> Exercise prompt: Please rewrite the data below, substituting "Object" for every "Target" and keeping everything else the same. Omit the pictures from your answer.

(Stored entries)
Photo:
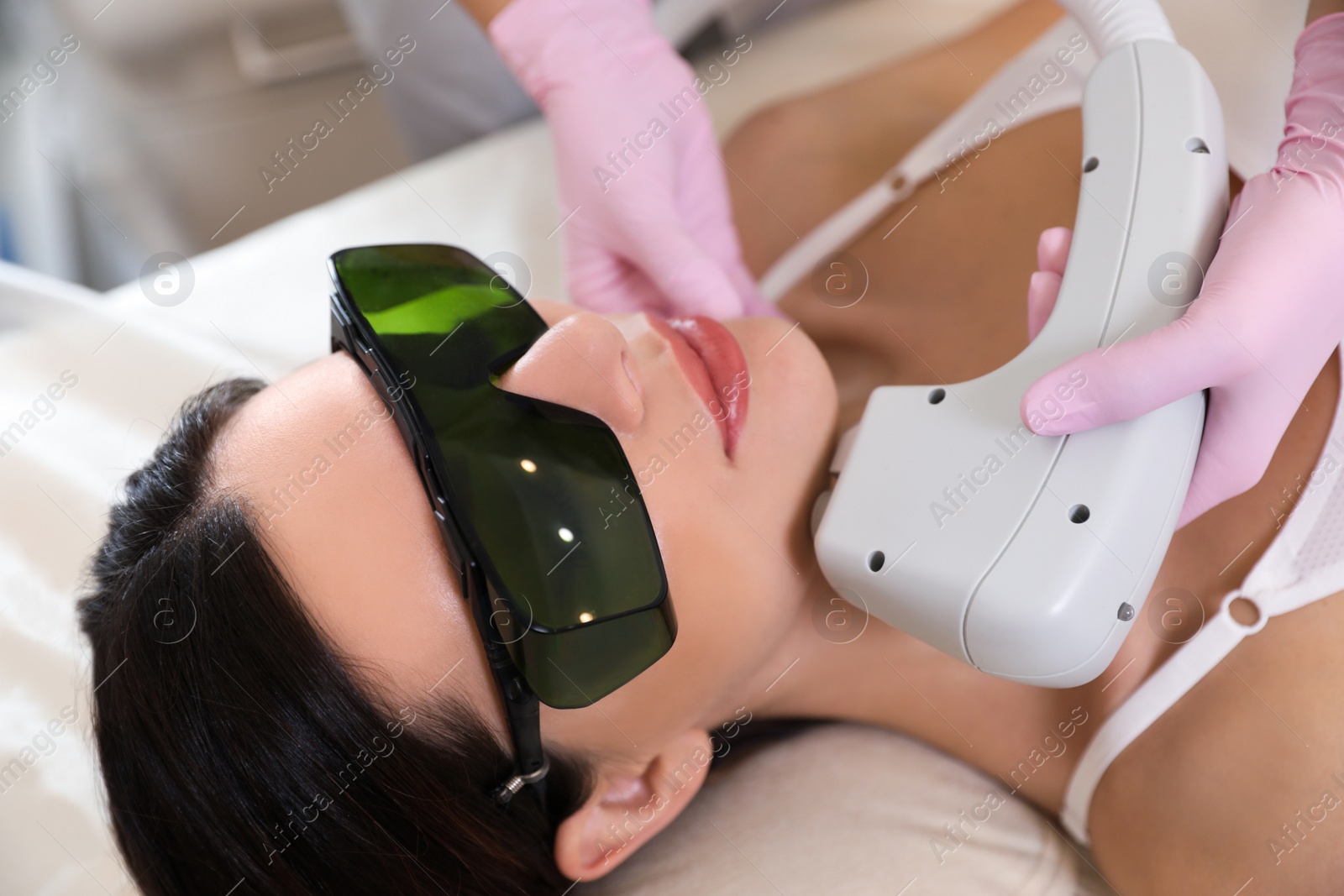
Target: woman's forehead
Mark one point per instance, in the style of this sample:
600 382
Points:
340 506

> Answer:
Photo:
Object: woman's forehead
Mark one point per instance, in the style of this sample:
600 382
Points:
340 506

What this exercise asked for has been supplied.